----- Selection -----

Supreme Court of Argentina (in Spanish, Corte Suprema de Justicia de la Nación) is the highest court of law of the Argentine Republic. It was inaugurated on 15 January 1863. However, during much of the 20th century, the Court and, in general, the Argentine judicial system, has lacked autonomy from the executive power. The Court has recently been reformed (in 2003) by the decree 222/03.
The Supreme Court functions as a last resort tribunal. Its rulings cannot be appealed. It also decides on cases dealing with the interpretation of the constitution (for example, it can overturn a law passed by Congress if it deems it unconstitutional).
The members of the Supreme Court are appointed by the President and can only be removed by an impeachment process called juicio político ("political trial"), carried out by the Senate, exclusively on grounds of improper behaviour.
The Palace of Justice was designed by French architect Norbert Maillart in 1906, and was initially inaugurated in 1910. Subsequent works, both logisltical and aesthetic, continued until 1942, and among its most noteworthy monuments are Justice, by Rogelio Yrurtia, and José de San Martín, by Luis Perlotti.
The current composition of the Supreme Court is as follows:
President: Dr. Ricardo Luis Lorenzetti.
Vice-President: Dra. Elena I. Highton de Nolasco.
Justices: Dr. Carlos S. Fayt
Dr. Juan Carlos Maqueda
Dr. Eugenio Raúl Zaffaroni
Dr. Enrique Santiago Petracchi
Dra. Carmen María Argibay.
Until the 2000s, the Court lacked independence from the executive branch in many cases. Several of its justices were accused of forming an "automatic majority", who consistently agreed on votes having to do with interests of the administration. Authors have underlined a sort of "spoils system", leading to changes of the Court's composition following each new political majority . The Supreme Court has been characterized by both "instability in its composition" and inconsistency in its rulings . However, reforms in 1994 and 2003 have improved the democratic character of the Court.
The 1994 constitutional reform slightly changed the mode of nomination of the justices: although they were still proposed by the executive power and approved by the Senate, an absolute majority was no longer needed. 2/3 of the votes of the present parliamentarians was sufficient for approval . Furthermore, it also introduced amparo, hábeas corpus and hábeas data.

-----

» **Exercise A**: According to the text on Argentina's Supreme Court, on what date was the Court inaugurated?

----- Extracted information -----

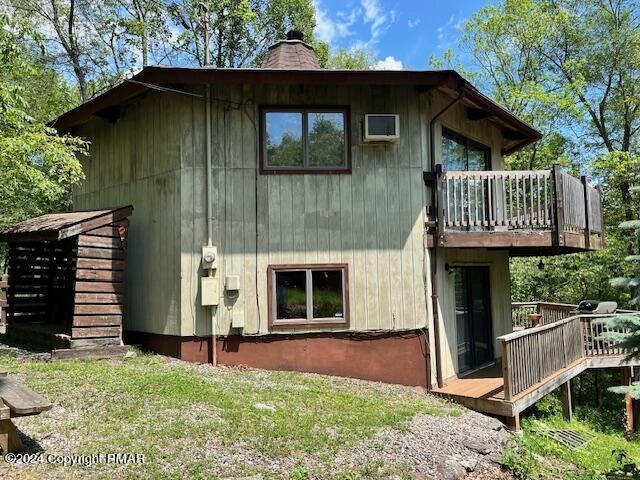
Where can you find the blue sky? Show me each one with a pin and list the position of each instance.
(401, 33)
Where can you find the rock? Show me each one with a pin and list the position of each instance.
(469, 464)
(263, 406)
(450, 470)
(478, 446)
(495, 458)
(494, 423)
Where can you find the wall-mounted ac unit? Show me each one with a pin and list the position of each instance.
(381, 127)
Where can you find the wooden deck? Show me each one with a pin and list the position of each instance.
(483, 390)
(522, 211)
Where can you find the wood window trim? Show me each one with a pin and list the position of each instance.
(267, 170)
(274, 324)
(469, 142)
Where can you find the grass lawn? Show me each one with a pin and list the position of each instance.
(196, 421)
(593, 461)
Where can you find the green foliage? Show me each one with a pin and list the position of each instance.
(203, 408)
(240, 31)
(37, 166)
(598, 414)
(522, 464)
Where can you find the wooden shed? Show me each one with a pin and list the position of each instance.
(66, 278)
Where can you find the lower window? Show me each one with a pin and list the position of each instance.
(308, 295)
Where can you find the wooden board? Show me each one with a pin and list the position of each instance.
(20, 399)
(98, 298)
(115, 309)
(94, 332)
(97, 320)
(105, 275)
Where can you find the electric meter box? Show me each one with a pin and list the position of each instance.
(209, 287)
(209, 257)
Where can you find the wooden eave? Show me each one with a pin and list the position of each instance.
(160, 76)
(66, 225)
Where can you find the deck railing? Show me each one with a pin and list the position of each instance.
(533, 354)
(529, 356)
(594, 345)
(551, 312)
(542, 200)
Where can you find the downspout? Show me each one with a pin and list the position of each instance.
(434, 257)
(207, 149)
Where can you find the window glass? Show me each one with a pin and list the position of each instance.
(454, 155)
(291, 295)
(327, 294)
(284, 139)
(461, 154)
(326, 135)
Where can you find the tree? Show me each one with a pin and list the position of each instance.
(239, 30)
(624, 330)
(70, 34)
(572, 69)
(38, 168)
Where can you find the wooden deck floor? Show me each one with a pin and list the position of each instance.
(483, 390)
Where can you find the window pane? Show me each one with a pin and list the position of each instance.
(284, 139)
(477, 159)
(454, 155)
(327, 294)
(326, 139)
(291, 296)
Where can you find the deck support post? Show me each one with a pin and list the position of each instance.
(513, 423)
(567, 409)
(559, 204)
(9, 439)
(627, 380)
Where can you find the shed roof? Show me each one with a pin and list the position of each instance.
(58, 226)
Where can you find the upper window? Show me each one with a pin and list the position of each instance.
(308, 295)
(305, 140)
(461, 154)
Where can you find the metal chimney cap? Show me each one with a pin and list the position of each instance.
(295, 35)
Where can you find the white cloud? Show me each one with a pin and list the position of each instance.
(389, 63)
(329, 30)
(377, 17)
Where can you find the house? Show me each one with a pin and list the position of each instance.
(356, 223)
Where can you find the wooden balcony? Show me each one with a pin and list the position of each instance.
(523, 211)
(536, 361)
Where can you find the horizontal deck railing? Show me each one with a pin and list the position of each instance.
(531, 355)
(527, 200)
(550, 312)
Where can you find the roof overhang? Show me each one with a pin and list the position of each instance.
(60, 226)
(161, 76)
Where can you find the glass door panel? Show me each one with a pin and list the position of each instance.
(473, 317)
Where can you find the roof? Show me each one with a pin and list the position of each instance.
(58, 226)
(451, 82)
(291, 55)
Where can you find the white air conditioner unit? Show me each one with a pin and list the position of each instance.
(381, 127)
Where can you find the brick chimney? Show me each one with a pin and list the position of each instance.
(291, 54)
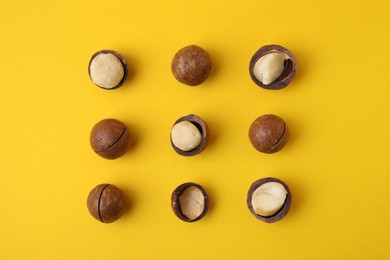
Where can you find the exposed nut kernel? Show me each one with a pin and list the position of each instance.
(272, 67)
(268, 198)
(108, 69)
(192, 202)
(269, 67)
(186, 136)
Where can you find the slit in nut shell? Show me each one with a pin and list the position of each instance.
(269, 199)
(189, 135)
(189, 202)
(273, 67)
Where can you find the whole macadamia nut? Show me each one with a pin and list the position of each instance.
(109, 138)
(108, 69)
(189, 135)
(269, 133)
(269, 199)
(272, 67)
(106, 203)
(191, 65)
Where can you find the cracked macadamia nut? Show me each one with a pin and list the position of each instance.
(272, 67)
(268, 133)
(186, 136)
(191, 65)
(108, 69)
(189, 202)
(269, 199)
(106, 203)
(189, 135)
(109, 138)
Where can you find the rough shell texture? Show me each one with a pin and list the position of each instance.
(175, 202)
(269, 133)
(120, 57)
(203, 128)
(106, 203)
(278, 215)
(288, 74)
(191, 65)
(109, 138)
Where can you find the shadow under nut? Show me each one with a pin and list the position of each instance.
(175, 201)
(106, 203)
(282, 212)
(122, 61)
(269, 133)
(202, 127)
(191, 65)
(288, 74)
(109, 138)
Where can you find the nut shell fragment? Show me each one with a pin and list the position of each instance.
(190, 202)
(288, 74)
(202, 127)
(281, 213)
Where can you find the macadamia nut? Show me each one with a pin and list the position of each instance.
(106, 70)
(192, 202)
(269, 67)
(269, 198)
(186, 136)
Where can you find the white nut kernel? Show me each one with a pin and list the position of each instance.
(192, 202)
(106, 70)
(269, 198)
(186, 136)
(269, 67)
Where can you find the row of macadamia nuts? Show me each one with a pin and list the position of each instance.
(271, 67)
(109, 138)
(268, 199)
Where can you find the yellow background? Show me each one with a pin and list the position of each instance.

-----

» **Exercise B**: Resize the entries from the line containing "Where can you find the whole" through the end of the entries, with both ends included. Rewrite only those lines, requests included, and multiply every point coordinate by 1.95, rounding to whole numbers with halves rounded up.

» **Written solution A**: 15 January 1863

» **Written solution B**:
Where can you find the whole macadamia nut? Show me each one with a pin and list the position of each instance.
(213, 269)
(211, 135)
(369, 263)
(525, 259)
(525, 388)
(530, 131)
(207, 396)
(372, 127)
Where can you find the cracked macadamia nut? Show me each one with a pin and list the position of each instance.
(530, 131)
(523, 259)
(363, 265)
(372, 127)
(211, 135)
(369, 394)
(525, 388)
(207, 396)
(369, 263)
(213, 269)
Where can you find the rough shell texture? Show me each one with a pin and list the position of each instance.
(341, 394)
(525, 259)
(234, 111)
(396, 250)
(207, 396)
(542, 419)
(562, 144)
(372, 127)
(213, 269)
Where can you find the shadow under nut? Show me each one with a pin and list the position of each instance.
(341, 392)
(207, 396)
(550, 413)
(238, 119)
(525, 259)
(394, 248)
(372, 127)
(562, 144)
(213, 269)
Where can you find the nut shell fragment? Show me each one with a pin and list the position of each instance.
(371, 394)
(562, 144)
(394, 248)
(548, 415)
Where can you find the macadamia nut? Show me each one with a pin and list the position of each instance.
(207, 137)
(374, 394)
(525, 131)
(525, 386)
(363, 265)
Where can you find the white nut kernel? Show me each one with a pin and list the position of each instance.
(374, 394)
(207, 137)
(525, 386)
(363, 265)
(525, 131)
Where can you find the row of macadamia nuts? Show me each one with a pin and list the position of each instance.
(528, 131)
(213, 269)
(523, 388)
Where can you find the yellow background? Show me each one with a pin and list the position of each instance.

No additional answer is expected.